Exercises:
**1.** In the discussion of Scalia and the Slaughterhouse cases, how many years of precedent does the opening comment call "an ass"?
**2.** Continue the discussion of Scalia and the Slaughterhouse cases from its final comment.

Page text:
That 140 years of jurisprudence is an ass.
I don’t think people are being fair to Scalia. He is just saying that the Court ought to always make as limited rulings as possible. Why overrule 140 years of precedence when you can accomplish the same result and not disturb any precedence?
The answer of course is because the precedence is wrong. Scalia I think would respond by saying that the Court owes the country as consistent of an application of laws as possible. If you overrule Slaughterhouse a lot of law goes out the window. Now, maybe that is a good thing. But, it is also a lot of displacement and uncertainty that could be avoided by using substantive due process. If the other law is so bad, then bring a case before the court where overruling Slaughter is the only way to get to the proper result. Scalia doesn’t want to re-write law if he doesn’t have to.
This whole exchange puts lie to the liberal cartoon that Scalia is some kind of a partisan lunatic aiming to destroy all established precedent in name of originalism.
I think you are right on Scalia’s reasoning and he is wrong for reasoning that way. A decade plus ago, I saw him make a comment that basically said he avoids chaotic changes.
Personally, I think “displacement and uncertainty” are good things.
Its been awhile, I forgot the proper ending to that comment:
Hail Eris!
So, robc, you’re a Shadow as opposed to Scalia being a Vorlon?
If you overrule Slaughterhouse a lot of law goes out the window. Now, maybe that is a good thing.
…and Scalia won’t do that, or any of the others, because they are cowardly pieces of shit.
Jesus fucking christ, it isn’t like the fucking world will implode if Slaghterhouse is overruled. Of course I could be wrong. Perhaps the etiology of the 2012 end of the world starts with the overturning of Slaughterhouse….. but probably not.
You look at the court as a means to your ends. Scalia looks at the court as a place where cases are properly decided. If Slaughterhouse is that bad, bring a case where overruling it is required to get to the proper result. Don’t shoehorn it onto something else. And further, if all of the bad law under Slaughterhouse can be overruled for other reasons, why bother with Slaughterhouse at all. And who says this case is about Slaughterhouse? Right to bear arms is a substantive right just like every other right in the Bill of Rights. And thus, ought to be incorporated against the states via substantive due process.
You just said the opposite up above. If Scalia believes the court is a place where cases are properly decided, he will properly decide, regardless of the chaos that it will cause.
No. He will properly decide it on the narrowist grounds possible. Why cause chaos when you can get to the same result without having to do so?
Nice one, Mayor Daley. Are the police here to preserve disorder, too?
No, they should decide correctly, whether narrow or wide.
they should decide rightly on the issue at hand. review of the Slaughterhouse cases is not the issue at hand. Rightly decided does not mean most perfectly right in every possible implication. If the other amendments are incorporated via Substantive due process, why should the 2nd be any different? no one is argueing (in this case) that the protection afforded via incorporation through SDP would be any less than through the Privileges or Immunities clause.

Record excerpts:
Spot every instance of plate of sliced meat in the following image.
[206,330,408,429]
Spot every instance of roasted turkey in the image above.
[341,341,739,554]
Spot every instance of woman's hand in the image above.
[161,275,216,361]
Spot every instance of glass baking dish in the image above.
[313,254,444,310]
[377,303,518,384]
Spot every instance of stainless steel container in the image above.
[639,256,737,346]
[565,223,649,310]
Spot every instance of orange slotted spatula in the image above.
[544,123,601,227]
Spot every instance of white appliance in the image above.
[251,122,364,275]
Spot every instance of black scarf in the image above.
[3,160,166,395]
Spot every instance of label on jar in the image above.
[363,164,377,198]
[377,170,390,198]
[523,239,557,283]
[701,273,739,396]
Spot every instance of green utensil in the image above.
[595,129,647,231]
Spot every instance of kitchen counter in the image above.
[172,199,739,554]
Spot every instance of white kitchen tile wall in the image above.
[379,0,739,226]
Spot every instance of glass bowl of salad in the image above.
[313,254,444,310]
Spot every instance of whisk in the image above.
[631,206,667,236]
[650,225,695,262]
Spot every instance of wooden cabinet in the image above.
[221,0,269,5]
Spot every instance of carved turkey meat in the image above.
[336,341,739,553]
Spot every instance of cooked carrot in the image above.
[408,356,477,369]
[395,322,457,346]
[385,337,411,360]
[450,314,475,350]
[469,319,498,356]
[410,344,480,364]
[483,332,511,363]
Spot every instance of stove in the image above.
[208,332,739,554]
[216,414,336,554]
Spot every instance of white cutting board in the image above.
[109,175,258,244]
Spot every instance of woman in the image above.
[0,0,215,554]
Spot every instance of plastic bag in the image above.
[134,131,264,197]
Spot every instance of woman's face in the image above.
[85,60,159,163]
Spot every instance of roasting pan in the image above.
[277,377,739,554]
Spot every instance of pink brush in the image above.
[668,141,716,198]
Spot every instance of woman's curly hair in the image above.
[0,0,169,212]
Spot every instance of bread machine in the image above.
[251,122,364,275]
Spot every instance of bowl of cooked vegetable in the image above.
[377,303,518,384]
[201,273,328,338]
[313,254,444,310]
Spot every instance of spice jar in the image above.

Exercise responses:
**1.** 140 years.

**2.**
Exactly.
Could it be that Scalia is saying “don’t go there, Mr. Gura, because I’ll lose one of these four on our 2nd Amendment side if you argue P&I instead of SDP?” Perhaps why the NRA was given minutes?
Nick, that makes no sense as their is no requirement that the majority agree on the reason for their decision. They can have 5 different rationales and still agree on the outcome.
Gura should be arguing both (as he is, or was before the NRA butted in) and see what sticks. Give the justices every chance to decide. However, if, as Scalia seems to be claiming, the substantive due process clause is wrong, he should overturn the Chicago laws by P&I. Let the rest of the majority overturn the laws via SDP.
Justice Scalia asked Gura what would be the point of using P&I. Even if Scalia thinks that Slaughterhouse was wrong and P&I should always have been used where the Due Process Clause has been, there’s still the question of what difference would it make to overturn the case now. So the Court made a wrong turn– but if it reaches all the same decisions under the Due Process Clause as P&I, what’s the difference?
Gura wouldn’t or couldn’t answer that question.
What would 5 different rationales in written concurrences do to those precedents? I’m just wondering what Scalia’s issue is with P&I.
What would 5 different rationales in written concurrences do to those precedents?
Absolutely nothing. That would be an example of “bad cases make bad law”.
It appears to be that he doesn’t seem the point. Gura is explicitly arguing that Slaughterhouse be overruled as well, and that other courts be directed to use P or I where they have been using the Due Process Clause.
It’s reasonable to ask whether this means more than just a :%s/Due Process/Privileges or Immunities/g on a bunch of opinions.
The tradition of deciding cases on the narrowest grounds possible is necessary as a check on the power of the court.
The trouble is that Scalia’s dissent in Lawrence v. Texas called the court on its own hypocrisy– and carved out a decent argument for original intent.
EVEN IF Scalia were rightly against overturning Slaughterhouse, Substantive Due does not make the best case for government intervention. Scalia himself has noted this.
Looks like he’s the one being inconsistent now.
$5 says that Thomas writes a concurring opinion (or dissent) mentioning P&I.
SCALIA: ‘as much as I think it’s wrong, I have — *even* I have acquiesced in it?’ [emphasis added]
*Even* an avowed ‘fainthearted originalist’ is willing to be fainthearted!
Even the Pope admits that he’s Catholic!
Even Radley Balko is against police abuses!
Even President Obama admits that federal spending is a good thing!
Even the Ku Klux Klan admits that black people are inferior!
Even the liberal New Republic opposes Ron Paul!
That old fogie does come off as a total pompous wind bag now doesnt he? I mean really.
Jess
http://www.anonymous-web.es.tc
Spam-bot is clearly in the top 10% of H&R commenters for lucidity, sharpness, and ratio of correct comments.
Hear, hear, motherfucker!
Scalia is a hard core proponent of stare decisis. If it were up to him, no one would ever revisit settled precedent, no matter how stupid or wrong (see Gonzalez v. Raich).
No he isn’t. He has overruled precedent before. But he is closer to that characterization than he is the liberal “he wants to destroy the law” one.
One cannot be both an originalist and a hard-core proponent of stare decisis. Either the text of the Constitution is the ultimate touchstone, or previous case law is. Where they conflict, one has to prevail.
I think we know where Scalia is on this question.
Yes, he’s in the middle. Only Justice Thomas completely rejects stare decisis.
Stare decisis to me seems like the lazy mathematician. Yes, you can derive starting from the work of others, but if you are correct, you should be able to do your derviation from first principles.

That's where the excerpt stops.